[start of Text extract]

Fcn using pretrained vgg16 in model zoo?

qianguih · March 8, 2017, 12:12am

Does anyone tried to implement FCN using the pretrained vgg16 in model zoo?
I tried and tested on SiftFlow dataset but it can’t achieve the same level of performance of original caffe version or my theano version. Below is the detailed codes how I implemented it. Any suggestions will be welcome!

In summary, I first implemented a FCN-32 network class and loaded/reshaped pre-trained weights in the same way as caffe did. Before feeding data into the network, every image is scaled to [0 1], subtracted by mean [0.485, 0.456, 0.406], and divided by std [0.229, 0.224, 0.225]. I guess this is the same normalization used for training the model zoo vgg16 network. And the network is trained using the exact same parameters as caffe version.

#-------- main part --------
model = FCN_32()

pth_file = 'vgg16-82412952.pth' # download from model zoo
pre_trained_weights = torch.load(pth_file)

layer_names = [layer_name for layer_name in pre_trained_weights]

counter = 0
for p in model.parameters():
    if counter < 26:  # conv1_1 to pool5
        p.data = pre_trained_weights[ layer_names[counter] ]
    elif counter == 26:  # fc6 weight
        p.data = pre_trained_weights[ layer_names[counter] ].view(4096, 512, 7, 7)

[end of Text extract]

Stated task A: In the forum post, which mean values are subtracted from each image before it is fed into the network?
The forum post and the records come from separate sources.

[start of Input data]

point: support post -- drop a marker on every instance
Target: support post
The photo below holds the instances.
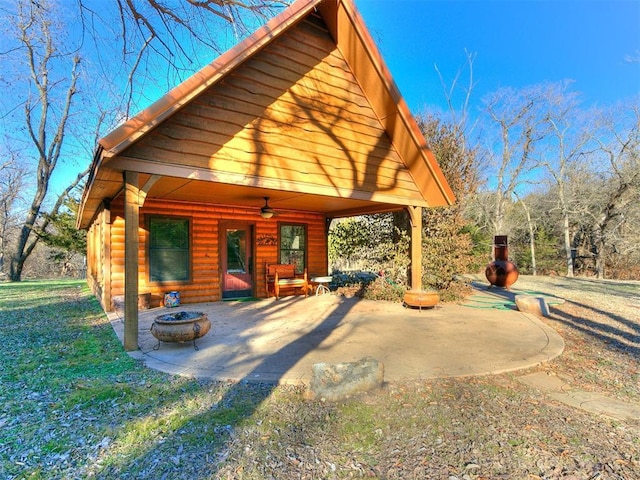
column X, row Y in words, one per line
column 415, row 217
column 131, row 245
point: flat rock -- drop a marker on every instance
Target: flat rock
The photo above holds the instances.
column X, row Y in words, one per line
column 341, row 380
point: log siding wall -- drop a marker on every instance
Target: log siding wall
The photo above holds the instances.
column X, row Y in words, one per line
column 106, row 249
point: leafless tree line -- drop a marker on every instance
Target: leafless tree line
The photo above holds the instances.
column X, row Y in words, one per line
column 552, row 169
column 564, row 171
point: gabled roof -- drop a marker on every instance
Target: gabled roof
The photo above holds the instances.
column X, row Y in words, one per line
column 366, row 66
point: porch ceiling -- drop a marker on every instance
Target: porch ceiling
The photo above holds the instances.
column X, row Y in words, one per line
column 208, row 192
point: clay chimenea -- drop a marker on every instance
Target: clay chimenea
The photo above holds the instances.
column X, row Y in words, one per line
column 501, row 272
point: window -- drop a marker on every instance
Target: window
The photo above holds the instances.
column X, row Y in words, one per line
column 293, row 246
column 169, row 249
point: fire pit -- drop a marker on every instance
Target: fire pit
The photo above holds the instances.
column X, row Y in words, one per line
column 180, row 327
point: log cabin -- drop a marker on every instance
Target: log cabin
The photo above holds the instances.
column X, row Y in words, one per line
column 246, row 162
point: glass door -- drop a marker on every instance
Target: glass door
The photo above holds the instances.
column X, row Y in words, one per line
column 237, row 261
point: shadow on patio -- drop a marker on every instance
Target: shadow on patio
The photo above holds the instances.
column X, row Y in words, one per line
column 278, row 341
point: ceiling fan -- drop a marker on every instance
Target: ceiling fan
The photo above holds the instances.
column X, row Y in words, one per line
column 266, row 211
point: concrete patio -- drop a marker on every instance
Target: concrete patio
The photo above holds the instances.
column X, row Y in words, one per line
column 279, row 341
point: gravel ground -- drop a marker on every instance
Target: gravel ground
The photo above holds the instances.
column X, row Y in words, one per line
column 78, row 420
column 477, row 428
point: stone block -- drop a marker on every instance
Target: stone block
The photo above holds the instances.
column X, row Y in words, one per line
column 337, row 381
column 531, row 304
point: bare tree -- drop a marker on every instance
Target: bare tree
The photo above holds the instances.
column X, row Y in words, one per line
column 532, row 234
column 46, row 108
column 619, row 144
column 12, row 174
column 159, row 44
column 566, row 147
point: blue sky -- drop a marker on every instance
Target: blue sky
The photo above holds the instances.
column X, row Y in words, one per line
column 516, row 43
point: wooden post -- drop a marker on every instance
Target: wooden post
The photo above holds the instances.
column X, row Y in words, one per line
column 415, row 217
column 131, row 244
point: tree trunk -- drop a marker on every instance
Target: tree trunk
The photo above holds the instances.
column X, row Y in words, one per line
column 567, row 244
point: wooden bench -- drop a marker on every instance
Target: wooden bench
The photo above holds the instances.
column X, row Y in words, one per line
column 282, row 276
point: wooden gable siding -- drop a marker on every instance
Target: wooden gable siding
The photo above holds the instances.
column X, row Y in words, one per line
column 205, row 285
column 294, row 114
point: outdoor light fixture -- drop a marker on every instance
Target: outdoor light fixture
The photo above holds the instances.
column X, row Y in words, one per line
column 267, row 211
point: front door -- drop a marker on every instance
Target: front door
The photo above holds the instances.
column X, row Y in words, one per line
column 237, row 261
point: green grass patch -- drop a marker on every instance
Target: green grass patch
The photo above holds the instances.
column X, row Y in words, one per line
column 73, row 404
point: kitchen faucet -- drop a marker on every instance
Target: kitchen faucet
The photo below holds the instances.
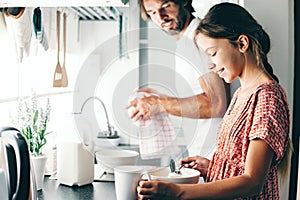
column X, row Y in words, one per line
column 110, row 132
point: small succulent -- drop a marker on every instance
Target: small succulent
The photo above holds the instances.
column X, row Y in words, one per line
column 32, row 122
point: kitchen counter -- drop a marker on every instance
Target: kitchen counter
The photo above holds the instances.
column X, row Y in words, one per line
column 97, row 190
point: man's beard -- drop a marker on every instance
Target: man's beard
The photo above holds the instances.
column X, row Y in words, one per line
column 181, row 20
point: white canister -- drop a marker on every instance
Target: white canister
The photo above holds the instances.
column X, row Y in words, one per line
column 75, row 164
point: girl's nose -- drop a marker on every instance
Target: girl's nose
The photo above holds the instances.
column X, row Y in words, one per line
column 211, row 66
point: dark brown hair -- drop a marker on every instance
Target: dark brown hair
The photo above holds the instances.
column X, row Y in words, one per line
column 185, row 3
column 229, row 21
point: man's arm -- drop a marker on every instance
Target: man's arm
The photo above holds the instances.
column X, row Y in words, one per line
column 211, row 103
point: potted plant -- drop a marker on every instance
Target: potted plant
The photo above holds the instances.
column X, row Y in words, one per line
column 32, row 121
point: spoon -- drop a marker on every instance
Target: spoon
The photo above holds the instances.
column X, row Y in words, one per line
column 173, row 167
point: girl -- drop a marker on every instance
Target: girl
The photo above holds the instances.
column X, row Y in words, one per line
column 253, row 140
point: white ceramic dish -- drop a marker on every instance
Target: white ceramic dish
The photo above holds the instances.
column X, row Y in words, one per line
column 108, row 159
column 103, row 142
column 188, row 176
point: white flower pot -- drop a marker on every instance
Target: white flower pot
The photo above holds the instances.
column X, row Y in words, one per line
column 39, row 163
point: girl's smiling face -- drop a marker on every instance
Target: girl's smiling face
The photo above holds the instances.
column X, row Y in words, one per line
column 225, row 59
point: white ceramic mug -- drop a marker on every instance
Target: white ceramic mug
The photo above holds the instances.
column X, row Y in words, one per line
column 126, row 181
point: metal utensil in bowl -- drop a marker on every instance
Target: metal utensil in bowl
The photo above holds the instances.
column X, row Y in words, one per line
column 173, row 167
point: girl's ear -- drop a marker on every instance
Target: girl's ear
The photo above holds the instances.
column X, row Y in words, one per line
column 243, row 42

[end of Input data]
[start of Input data]

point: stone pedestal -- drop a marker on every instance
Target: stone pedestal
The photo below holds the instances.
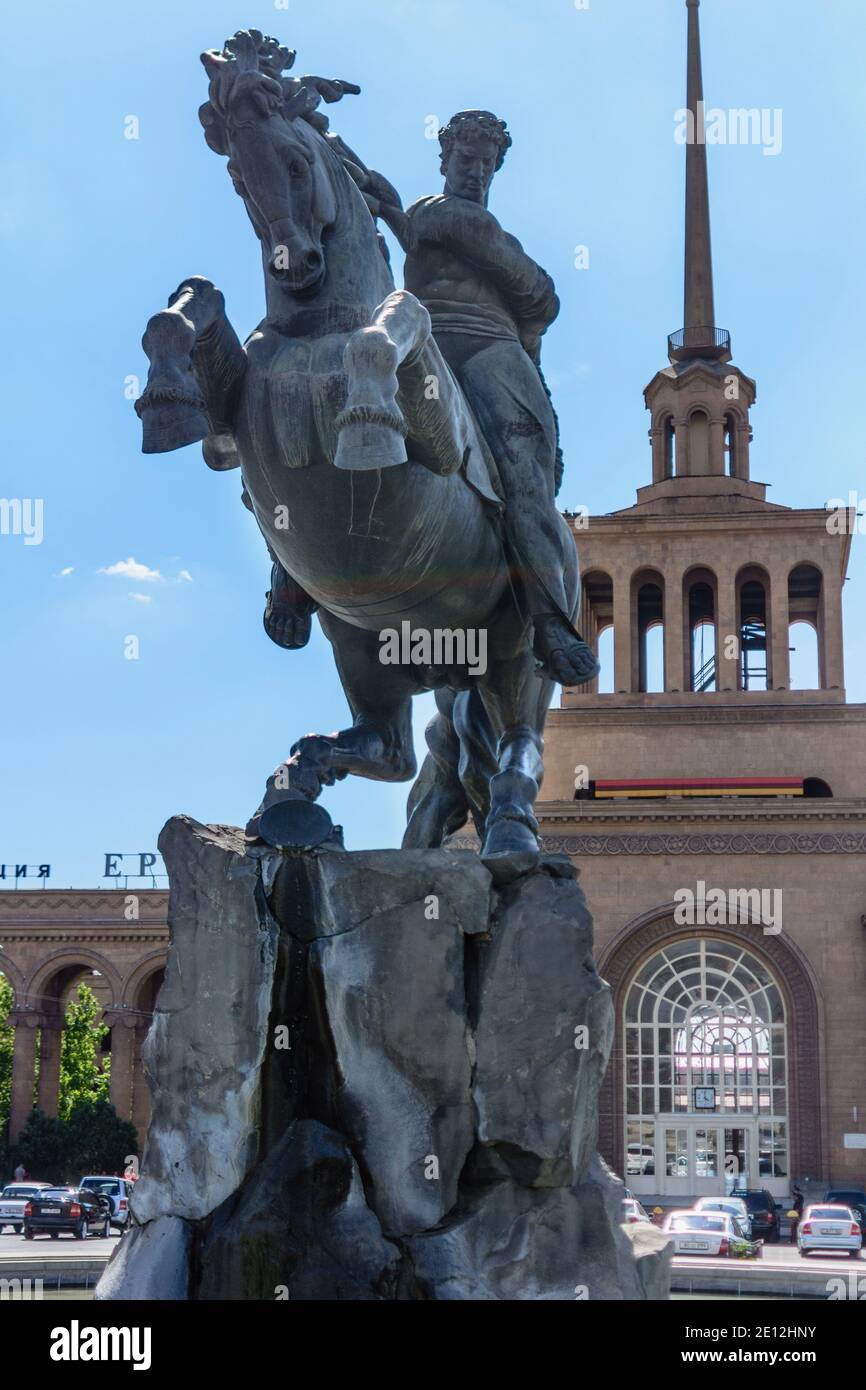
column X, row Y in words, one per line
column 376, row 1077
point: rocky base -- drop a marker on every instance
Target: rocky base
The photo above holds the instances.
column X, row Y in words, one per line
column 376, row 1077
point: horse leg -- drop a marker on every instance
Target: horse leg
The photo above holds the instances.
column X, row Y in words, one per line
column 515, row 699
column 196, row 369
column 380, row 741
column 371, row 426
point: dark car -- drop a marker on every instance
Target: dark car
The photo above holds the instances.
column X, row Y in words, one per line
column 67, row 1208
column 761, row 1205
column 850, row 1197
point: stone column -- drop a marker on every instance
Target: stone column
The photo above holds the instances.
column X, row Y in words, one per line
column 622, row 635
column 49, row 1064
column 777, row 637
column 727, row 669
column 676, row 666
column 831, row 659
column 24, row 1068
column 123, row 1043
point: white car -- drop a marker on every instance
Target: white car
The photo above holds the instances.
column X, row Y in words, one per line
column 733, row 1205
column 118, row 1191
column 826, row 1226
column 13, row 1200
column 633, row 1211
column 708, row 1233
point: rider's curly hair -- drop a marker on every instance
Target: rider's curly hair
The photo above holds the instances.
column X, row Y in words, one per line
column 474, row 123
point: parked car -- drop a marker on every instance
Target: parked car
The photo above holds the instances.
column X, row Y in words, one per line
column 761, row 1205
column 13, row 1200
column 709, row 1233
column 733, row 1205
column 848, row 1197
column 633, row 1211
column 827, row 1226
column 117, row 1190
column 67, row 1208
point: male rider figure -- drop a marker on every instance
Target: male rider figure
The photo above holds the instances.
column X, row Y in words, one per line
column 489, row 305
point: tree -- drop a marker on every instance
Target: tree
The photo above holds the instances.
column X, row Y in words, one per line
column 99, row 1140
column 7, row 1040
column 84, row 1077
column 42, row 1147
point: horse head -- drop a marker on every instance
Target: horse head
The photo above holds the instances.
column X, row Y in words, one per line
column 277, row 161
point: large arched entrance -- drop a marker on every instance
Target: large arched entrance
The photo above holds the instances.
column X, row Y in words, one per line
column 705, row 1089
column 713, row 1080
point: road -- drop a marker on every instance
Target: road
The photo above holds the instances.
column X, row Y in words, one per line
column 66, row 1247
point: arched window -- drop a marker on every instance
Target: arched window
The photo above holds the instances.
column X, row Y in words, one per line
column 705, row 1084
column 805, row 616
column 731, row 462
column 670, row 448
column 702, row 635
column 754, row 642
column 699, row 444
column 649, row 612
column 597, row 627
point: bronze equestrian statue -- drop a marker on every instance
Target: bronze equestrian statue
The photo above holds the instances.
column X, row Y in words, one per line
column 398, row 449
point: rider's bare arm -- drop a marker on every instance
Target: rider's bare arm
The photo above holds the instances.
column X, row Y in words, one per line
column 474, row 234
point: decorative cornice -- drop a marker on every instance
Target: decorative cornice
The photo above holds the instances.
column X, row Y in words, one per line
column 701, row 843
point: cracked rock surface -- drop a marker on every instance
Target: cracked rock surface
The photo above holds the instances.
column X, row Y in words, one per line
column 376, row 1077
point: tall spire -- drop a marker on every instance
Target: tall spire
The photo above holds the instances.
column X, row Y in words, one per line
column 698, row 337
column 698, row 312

[end of Input data]

Stated task B: Retype the stretch of the records from the line that contains "point: dark car" through the line that contains "column 123, row 1043".

Right answer A: [0.485, 0.456, 0.406]

Right answer B:
point: dark car -- drop a marker on every instance
Target: dark car
The photo above holds the instances.
column X, row Y in words, one per line
column 67, row 1208
column 761, row 1205
column 850, row 1197
point: stone column -- drop a marker on every instance
Target: stone column
The photo above holds the instances.
column X, row Y in words, one per line
column 622, row 635
column 49, row 1064
column 777, row 637
column 727, row 669
column 676, row 666
column 831, row 659
column 24, row 1068
column 123, row 1043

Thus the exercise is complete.